▶ The problem
Leave the pictures out, and retype all of the material exactly as written.

▶ Data section
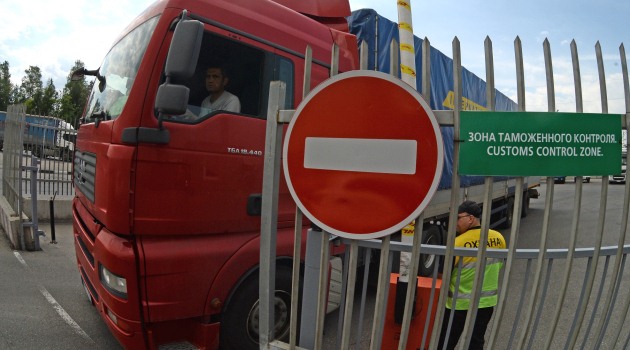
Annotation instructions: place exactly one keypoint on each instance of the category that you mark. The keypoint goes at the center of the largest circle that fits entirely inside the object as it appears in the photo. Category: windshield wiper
(81, 72)
(98, 117)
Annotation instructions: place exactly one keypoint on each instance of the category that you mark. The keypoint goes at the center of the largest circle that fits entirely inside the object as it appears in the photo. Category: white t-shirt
(226, 102)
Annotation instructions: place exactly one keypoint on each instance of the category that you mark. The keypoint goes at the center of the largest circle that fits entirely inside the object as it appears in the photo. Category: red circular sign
(363, 155)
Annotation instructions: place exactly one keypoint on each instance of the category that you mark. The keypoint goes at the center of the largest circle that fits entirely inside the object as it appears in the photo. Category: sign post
(363, 155)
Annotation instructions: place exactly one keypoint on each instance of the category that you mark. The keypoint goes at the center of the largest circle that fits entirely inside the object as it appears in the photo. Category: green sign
(539, 144)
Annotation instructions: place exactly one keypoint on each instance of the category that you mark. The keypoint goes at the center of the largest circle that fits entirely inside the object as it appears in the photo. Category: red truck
(167, 209)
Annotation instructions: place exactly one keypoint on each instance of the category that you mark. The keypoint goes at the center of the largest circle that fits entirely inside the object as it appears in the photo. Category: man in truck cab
(463, 276)
(218, 99)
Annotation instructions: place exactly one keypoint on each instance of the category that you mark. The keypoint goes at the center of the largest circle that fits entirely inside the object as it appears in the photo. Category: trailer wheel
(240, 320)
(432, 236)
(509, 214)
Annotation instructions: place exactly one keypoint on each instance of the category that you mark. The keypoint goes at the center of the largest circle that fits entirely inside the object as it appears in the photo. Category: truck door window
(248, 70)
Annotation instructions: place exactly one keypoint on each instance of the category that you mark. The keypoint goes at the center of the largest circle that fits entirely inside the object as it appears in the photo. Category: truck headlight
(117, 285)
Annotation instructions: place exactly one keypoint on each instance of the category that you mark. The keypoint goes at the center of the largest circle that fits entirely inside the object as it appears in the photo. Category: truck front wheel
(240, 321)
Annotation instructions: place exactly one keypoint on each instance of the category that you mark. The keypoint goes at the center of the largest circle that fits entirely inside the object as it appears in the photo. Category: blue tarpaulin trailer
(43, 136)
(378, 32)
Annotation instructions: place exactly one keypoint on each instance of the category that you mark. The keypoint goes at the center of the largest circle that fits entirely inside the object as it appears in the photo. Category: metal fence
(46, 139)
(534, 309)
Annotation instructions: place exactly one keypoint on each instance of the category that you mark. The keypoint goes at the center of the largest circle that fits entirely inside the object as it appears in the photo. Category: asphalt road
(43, 304)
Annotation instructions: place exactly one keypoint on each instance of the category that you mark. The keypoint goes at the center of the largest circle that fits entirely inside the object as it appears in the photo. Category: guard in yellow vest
(459, 294)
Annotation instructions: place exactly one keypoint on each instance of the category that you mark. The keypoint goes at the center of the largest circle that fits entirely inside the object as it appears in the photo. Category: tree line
(45, 99)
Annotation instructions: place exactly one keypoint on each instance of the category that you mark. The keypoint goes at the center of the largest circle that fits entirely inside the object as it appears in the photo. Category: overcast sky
(52, 35)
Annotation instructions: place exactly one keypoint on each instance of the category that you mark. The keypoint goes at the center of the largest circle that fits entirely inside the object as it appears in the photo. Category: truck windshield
(119, 69)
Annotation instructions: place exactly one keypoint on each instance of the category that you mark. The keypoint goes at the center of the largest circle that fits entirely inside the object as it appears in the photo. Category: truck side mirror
(184, 50)
(180, 65)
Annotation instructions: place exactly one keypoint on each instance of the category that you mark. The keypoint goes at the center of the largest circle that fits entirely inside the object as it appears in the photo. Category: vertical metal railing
(527, 316)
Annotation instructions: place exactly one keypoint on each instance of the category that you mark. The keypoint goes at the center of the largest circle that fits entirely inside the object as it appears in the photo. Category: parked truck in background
(44, 136)
(166, 216)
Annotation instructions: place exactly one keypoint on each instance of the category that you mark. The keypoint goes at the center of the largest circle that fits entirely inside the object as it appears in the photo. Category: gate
(37, 155)
(537, 304)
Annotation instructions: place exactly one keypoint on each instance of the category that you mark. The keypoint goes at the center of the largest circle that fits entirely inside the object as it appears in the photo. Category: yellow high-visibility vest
(466, 272)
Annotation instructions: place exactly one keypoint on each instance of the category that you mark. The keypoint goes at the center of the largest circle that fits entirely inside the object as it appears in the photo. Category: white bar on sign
(361, 155)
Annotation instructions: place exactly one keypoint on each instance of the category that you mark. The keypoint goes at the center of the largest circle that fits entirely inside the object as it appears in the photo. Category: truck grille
(85, 173)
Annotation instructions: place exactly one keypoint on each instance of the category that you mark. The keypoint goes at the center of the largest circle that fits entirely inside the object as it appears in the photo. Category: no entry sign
(363, 155)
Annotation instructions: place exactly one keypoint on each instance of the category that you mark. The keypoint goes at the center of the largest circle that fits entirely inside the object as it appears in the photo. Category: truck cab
(167, 209)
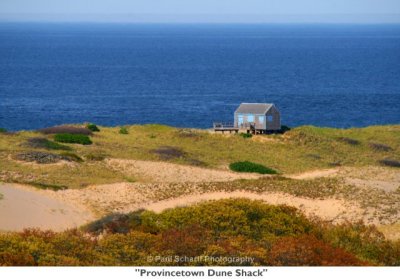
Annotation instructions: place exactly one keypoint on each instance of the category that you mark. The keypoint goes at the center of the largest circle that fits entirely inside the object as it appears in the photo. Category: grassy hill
(298, 150)
(269, 235)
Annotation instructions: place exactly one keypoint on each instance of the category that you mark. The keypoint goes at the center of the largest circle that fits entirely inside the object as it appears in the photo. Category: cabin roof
(253, 108)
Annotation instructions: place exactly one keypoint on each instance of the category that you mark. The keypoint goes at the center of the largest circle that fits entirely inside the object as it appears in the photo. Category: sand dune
(24, 207)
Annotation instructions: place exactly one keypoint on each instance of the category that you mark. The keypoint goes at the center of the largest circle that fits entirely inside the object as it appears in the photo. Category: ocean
(191, 75)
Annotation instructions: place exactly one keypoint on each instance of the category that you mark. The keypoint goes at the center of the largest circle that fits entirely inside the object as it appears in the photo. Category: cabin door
(240, 121)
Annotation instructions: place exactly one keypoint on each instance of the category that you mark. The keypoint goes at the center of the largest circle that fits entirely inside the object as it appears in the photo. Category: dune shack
(256, 118)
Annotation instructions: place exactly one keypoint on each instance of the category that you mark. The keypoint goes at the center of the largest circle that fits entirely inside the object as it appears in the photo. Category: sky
(207, 11)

▶ Exercise result
Annotation instructions: place exactly one keypoint on each instance of the category that you mark. The keypoint goes at the center of the largest circle that fits entirely inside the object as it appears in the photo. Category: windshield wiper
(81, 72)
(98, 117)
Annotation instructions: place exactly one keypoint on each instance of the category that you mark. The keypoint goes at the center of the largest circle that fits entirely inside the object as it appears in the photo. Category: white t-shirt
(226, 102)
Annotation instructions: place exactly one keypoint on each instance of the category that you mark. The keypoint goes at the center of the largest circle that fits entirely inside the object as it appears in the photo. Category: red circular sign
(363, 155)
Annotation instructions: place exactly one keypoint on each instance of the category that you mark. The keypoint goes at the center of the largest circle that fits entirely inside the object as it appears in the photo. Category: sign post
(363, 155)
Annotation instructions: place exactly one keypoint on each instance of the category that you mark. The keypoint goes at the center of the largest circle that fits entirely inside the object as it appears in the photo. Category: green sign
(539, 144)
Annotation instructions: place exactly one keypoint on each instance of the category that you mark. The keypoint goes at the center of the largest circle that fits entirely inside the object as it appears in the photo. Category: red truck
(167, 209)
Annotation instructions: place exactly one keypoint on each instance of the category that you mark. The keypoint goes at the center of the largest circle that fits entirely inside the object as it appears in the photo. Category: man in truck cab
(463, 276)
(218, 99)
Annotation instructions: place exactly one keypoint on each instance of the category that you mark. The keypoint goes at the center of the largest circle that fits entirely inside the object as it appears in the photo. Category: trailer wheel
(240, 320)
(432, 236)
(509, 214)
Annotation instructions: place exactly one keypoint on each instance of the category that you mark. The keypoint goes at the center of the largest circle that fits entirely inside the object as it appears in the photo. Category: truck door window
(248, 70)
Annotation instructions: place exactly one keypoint on each instance of the category that you mark. The keypoint goes at the center of the largest circle that fits entirely inside the object as it appears in the photo. Category: truck headlight
(117, 285)
Annotation instructions: place exactly one keypoint on each instance of the category that you mark. The keypoint goes at the center of the largest circle that fits entirely inside the object as it appears in the photo. Category: truck front wheel
(240, 321)
Annotation instructions: place exactly one keypoint on each instance of the category that you mark. The keypoint goes at the center of the largest circle that fits entirely inside the object as it appears in the photo. Category: blue tarpaulin trailer
(43, 136)
(378, 32)
Annotation instructions: place exactly one keypoint on each instance of the category that you mark. The keypoint goes at the center of the largest circle that fits entirely inside the object as it appears in the photo. Category: metal fence
(46, 139)
(534, 309)
Annotation instructions: place exactly one keypoint on each instance of the category that you mark. The keypoint goes at the center of the largest circle that fits entirely inside the object as it appears in the photo. Category: asphalt road
(43, 304)
Annotation instructions: place exactly one keypoint on each instance of the category that you mark. The keypoint goes at the center of the largest circle that fits entirely inside the object as it appears in the photo. Category: guard in yellow vest
(459, 294)
Annotation instructions: place exactly one keypoint on each instance of the category that you mark. The keypoint goes at the center of the largest circle that fits entirely inside the object as it appears in the photo. Category: tree line
(45, 99)
Annotation instructions: place exactly one keypoint on each instance of the category that you mark. The keypoint goes at the center of the largest circle that fits entirely inside the object as it appears in the photo. Category: overcast sky
(52, 35)
Annotation instructions: place exactly one keypoint on each instance of the category that you mark. The keypoint goes at the center of the largest circle that fits entirely inside the object as it appears in the photo. Category: truck windshield
(119, 69)
Annotation instructions: place exactly one keypoint on each instance of the category that you mark. The keypoint goes at the center of the largest circle that fits entirely inside the object as it appears in the photo. Category: truck side mirror
(184, 50)
(180, 65)
Annotation instructions: place exactly one keypoint on each instance of the category that you mark. The keypoint goes at the center of the largest circle that fits entirely inside the object as it appears in the photo. Category: vertical metal railing
(527, 316)
Annotation instructions: place exactly one keypoint on each instance of the category that you mark. The keypoint goes at the center of the largest circle that fits entirely inside the object as it appears in the photo. Category: parked truck in background
(44, 136)
(166, 216)
Annotation instructions: place exactly one keypoint on each instance of the category that you mark. The keypoint goes at the center of the largest circle that fits entirely inside the object as it appears in the photo. Category: gate
(37, 155)
(537, 304)
Annotation instructions: place exactly one keypoint on each instance of the category that you mark. The keypoint goes at the center of the largest circle that fits entirely inside the object as it appears in the photo. Category: yellow high-visibility vest
(466, 272)
Annotation instructions: place exactly one keypoint on each instance of the category that you mark. The keypoint goes at the center of the largest circle that fits entirely inside the object as it appears in the photo. Category: white bar on sign
(361, 155)
Annotation instructions: place exactly one keypoint on each instance of the category that you mark. The keypoint goes at the center of the largest circle that fits entirely inside the object as it appears in the photo. Category: truck grille
(85, 173)
Annotation instructions: place exactly one keypoint on each instance of the category that you mark. The keypoint goes at the center of the largest circle that fits entirely inside the object as it appears in the photo. Category: no entry sign
(363, 155)
Annotation instructions: place exactly one keypoint on each instance of the category that you mark. The keypoint goes at the center of the largest circle that fits entirely inside the object as it appears in the photo. Category: truck cab
(167, 209)
Annotation instructions: place exactly one keypoint on each instance of the category that you mark. The keypoint goes at the center of the largest circle that fits entirely inside the object as it appears in the photo. Category: grassy hill
(298, 150)
(269, 235)
Annotation instructions: place exactly one keypoint on each instance of the category that you mark. The keypoint goes at the center of the largest circle that fits entirely inside the object as it appears in the photo. Category: cabin roof
(253, 108)
Annotation instructions: place exactly one keypoint on each instance of the category that you mark. The keypoint goes at the center of the largest circle that fits entirely inside the object as it appears in the photo. Category: sand dune
(24, 207)
Annotation instructions: place exactly one keypoint on each instance of the category that you mark. The keypoint goes at the center of the largest circle that fits entirely inside the object as it appears in the photo. Category: ocean
(191, 75)
Annotation instructions: place exactly one keypoint on each instance of the category that you mark. The keypoint goes at the center of the largest circle that fits entirely inside the object as it appears in the photo. Category: cabin door
(240, 121)
Annotation instructions: place exactly one keypoint on each instance of the category that you mark. The keypoint goes at the center of the largest circle that fits entirely inside the object as it appears in the photo. Category: dune shack
(256, 118)
Annotation instructions: place exactly one keypoint on each instance of the category that you mark. The keypoint goes at the center of the largest circle that fits entirely inside the object as it appears in the photo. Category: sky
(207, 11)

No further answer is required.